## Texto proporcionado
Symphony of horror, de Sara Manubens

El festival se cierra con el estreno del último trabajo de Sara Manubens. En una sala diáfana el público se acomoda en sillas situadas alrededor de un cuadrilátero vacío. Quien salga a ocupar ese espacio no tendrá dónde esconderse, los cuerpos que allí se sitúen estarán inevitablemente expuestos durante toda la pieza, serán observados desde todos los puntos de vista. 

El espectáculo comienza, mientras canta una canción de amor, Sara (o el personaje que Sara interpreta) es atacada por una vampira que sin que ella se diera cuenta la había estado acechando. Después de beber su sangre, la vampira descansa satisfecha y presume de su victoria. La que acaba de ser mordida queda inerte en el suelo, pero este estado dura sólo unos segundos al cabo de los cuales despierta, convertida ella también en una no-muerta que ataca a su creadora. A partir de esta primera interacción se sucederán entre Sara Manubens y Norma Pérez resurrecciones y transformaciones que las llevarán a transitar todos los estados y a habitar todos los cuerpos que son posibles en las historias de vampiros en sus diferentes versiones y variantes estéticas. El vínculo entre los dos personajes se reiniciará cada pocos minutos, una situación se convertirá en otra, cada una pasará de ser víctima indefensa a monstruo temible, de humana a criatura con poderes sobrenaturales. Cada vez que creamos que los roles se han establecido algo nuevo se desplegará y todo cambiará completamente. Los personajes se irán componiendo y descomponiendo a medida que se desprendan de su vestuario y se lo vuelvan a poner. La pieza es una sucesión de historias dentro de historias y personajes dentro de personajes en la que veremos doncellas frágiles, demonios, vírgenes puras o cazadoras. Entre las dos habrá un vínculo móvil, que irá de la amistad a la persecución, del ataque a la ayuda, como si fueran enemigas que no sabrían ni querrían vivir una sin la otra.

## Lista de tareas
a. Según el texto sobre Symphony of horror, ¿por qué quienes ocupen el cuadrilátero quedarán expuestos durante toda la pieza? Contesta en una a tres oraciones.
b. Continúa el texto sobre Symphony of horror a partir de su última oración.

## Datos registrados
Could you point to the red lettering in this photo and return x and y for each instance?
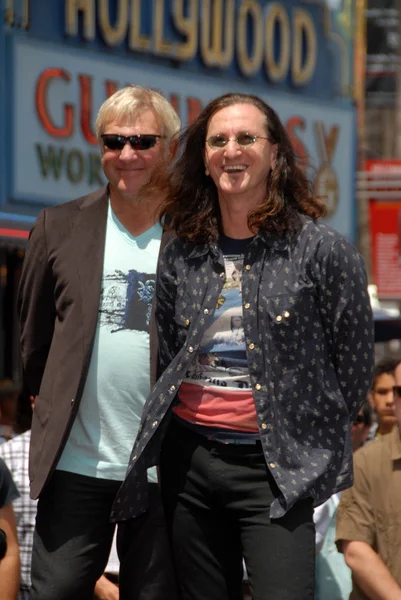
(111, 88)
(85, 83)
(42, 86)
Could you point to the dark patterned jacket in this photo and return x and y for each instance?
(309, 335)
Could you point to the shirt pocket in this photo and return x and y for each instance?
(388, 523)
(183, 317)
(290, 322)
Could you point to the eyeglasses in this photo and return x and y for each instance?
(113, 141)
(243, 139)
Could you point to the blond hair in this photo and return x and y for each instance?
(129, 102)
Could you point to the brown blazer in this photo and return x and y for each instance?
(58, 304)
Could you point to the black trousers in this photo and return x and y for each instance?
(73, 536)
(217, 499)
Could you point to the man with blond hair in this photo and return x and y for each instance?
(90, 354)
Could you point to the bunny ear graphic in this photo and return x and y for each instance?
(326, 183)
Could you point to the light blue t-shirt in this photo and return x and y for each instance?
(118, 383)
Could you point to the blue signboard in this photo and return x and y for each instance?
(63, 58)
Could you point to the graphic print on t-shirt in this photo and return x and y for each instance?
(221, 360)
(126, 300)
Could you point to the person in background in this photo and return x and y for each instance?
(9, 392)
(250, 441)
(85, 306)
(368, 520)
(333, 577)
(381, 397)
(15, 454)
(9, 558)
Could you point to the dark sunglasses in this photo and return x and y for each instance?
(145, 141)
(242, 139)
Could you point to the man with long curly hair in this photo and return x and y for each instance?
(261, 436)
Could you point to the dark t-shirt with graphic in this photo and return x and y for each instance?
(217, 391)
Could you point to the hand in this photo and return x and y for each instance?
(106, 590)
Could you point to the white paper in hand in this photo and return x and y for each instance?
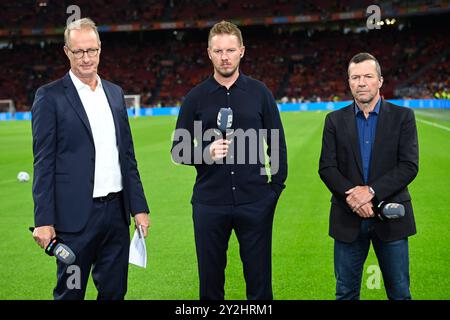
(138, 251)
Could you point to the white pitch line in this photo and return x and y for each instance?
(433, 124)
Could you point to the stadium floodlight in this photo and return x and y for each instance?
(133, 101)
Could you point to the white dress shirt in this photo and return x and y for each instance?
(108, 177)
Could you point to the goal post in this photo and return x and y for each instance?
(133, 101)
(7, 105)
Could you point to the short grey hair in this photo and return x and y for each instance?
(84, 23)
(364, 56)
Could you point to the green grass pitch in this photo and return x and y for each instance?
(302, 249)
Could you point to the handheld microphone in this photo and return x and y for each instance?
(224, 120)
(390, 211)
(58, 249)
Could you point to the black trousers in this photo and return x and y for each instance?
(252, 224)
(102, 245)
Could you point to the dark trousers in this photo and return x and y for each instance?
(252, 224)
(393, 259)
(103, 245)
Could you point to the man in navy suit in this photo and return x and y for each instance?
(369, 154)
(86, 182)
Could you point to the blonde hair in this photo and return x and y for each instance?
(225, 27)
(84, 23)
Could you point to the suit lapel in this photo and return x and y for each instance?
(75, 102)
(352, 133)
(114, 110)
(381, 135)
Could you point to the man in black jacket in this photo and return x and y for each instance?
(231, 191)
(369, 154)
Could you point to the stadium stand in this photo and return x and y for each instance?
(297, 62)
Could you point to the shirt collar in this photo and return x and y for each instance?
(241, 83)
(79, 85)
(376, 110)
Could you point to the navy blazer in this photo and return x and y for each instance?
(394, 164)
(64, 156)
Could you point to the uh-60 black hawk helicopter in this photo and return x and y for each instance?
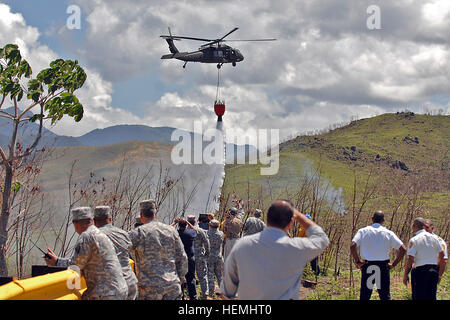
(212, 52)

## Respuestas del ejercicio
a. Porque el público está sentado en sillas dispuestas alrededor del cuadrilátero vacío, y quien salga a ese espacio no tendrá dónde esconderse. Por eso los cuerpos serán observados desde todos los puntos de vista.

b.
La parodia y el humor aparecen a través de la sorpresa incesante y del esfuerzo máximo. Este trabajo es un ejercicio barroco durante el que las artistas entregan deliberadamente todo lo que tienen, sin preocuparse por administrar energía ni recursos, poniendo en juego todo el cuerpo que en más de un momento desborda el escenario.